» **ACTIVITY**:
Report the count of lines containing the word "cloud" in the entries below, and nothing more.

» **SUPPLIED DATA**:

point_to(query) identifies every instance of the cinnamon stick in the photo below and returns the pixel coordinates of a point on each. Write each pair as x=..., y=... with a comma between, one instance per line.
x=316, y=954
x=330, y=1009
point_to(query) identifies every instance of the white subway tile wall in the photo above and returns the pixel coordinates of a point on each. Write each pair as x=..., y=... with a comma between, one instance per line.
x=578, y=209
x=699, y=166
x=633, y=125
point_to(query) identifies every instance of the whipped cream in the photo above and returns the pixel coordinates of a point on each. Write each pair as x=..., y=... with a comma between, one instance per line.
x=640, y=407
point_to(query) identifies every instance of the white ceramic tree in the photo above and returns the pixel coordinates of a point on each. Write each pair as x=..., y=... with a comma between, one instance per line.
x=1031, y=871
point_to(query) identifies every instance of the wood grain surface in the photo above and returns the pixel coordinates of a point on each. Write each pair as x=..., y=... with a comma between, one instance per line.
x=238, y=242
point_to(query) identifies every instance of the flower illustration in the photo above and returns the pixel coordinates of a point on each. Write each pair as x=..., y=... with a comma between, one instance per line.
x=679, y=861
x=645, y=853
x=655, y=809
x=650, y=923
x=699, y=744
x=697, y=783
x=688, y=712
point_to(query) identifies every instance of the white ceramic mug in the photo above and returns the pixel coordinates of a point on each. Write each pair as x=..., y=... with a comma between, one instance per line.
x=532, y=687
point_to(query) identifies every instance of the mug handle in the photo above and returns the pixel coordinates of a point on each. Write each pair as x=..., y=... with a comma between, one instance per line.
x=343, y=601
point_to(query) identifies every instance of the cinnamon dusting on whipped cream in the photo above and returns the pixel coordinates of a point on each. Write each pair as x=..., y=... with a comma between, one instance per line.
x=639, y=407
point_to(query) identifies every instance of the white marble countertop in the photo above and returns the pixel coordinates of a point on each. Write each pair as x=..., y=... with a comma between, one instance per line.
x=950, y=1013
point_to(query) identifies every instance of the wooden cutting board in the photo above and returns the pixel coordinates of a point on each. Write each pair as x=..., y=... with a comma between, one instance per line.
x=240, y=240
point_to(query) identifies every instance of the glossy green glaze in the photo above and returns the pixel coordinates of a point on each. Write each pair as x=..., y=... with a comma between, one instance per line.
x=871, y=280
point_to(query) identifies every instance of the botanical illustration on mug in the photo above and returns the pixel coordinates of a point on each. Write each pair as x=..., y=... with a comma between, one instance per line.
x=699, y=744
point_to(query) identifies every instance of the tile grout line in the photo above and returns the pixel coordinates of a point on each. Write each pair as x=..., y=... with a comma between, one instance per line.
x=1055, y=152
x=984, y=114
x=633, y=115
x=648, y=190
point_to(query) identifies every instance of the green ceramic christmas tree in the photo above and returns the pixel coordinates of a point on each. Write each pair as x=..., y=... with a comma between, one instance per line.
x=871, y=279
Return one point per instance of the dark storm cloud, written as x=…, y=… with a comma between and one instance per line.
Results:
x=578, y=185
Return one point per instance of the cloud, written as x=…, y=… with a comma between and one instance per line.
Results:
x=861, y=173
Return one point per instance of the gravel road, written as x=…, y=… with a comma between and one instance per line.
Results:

» **TASK RESPONSE**:
2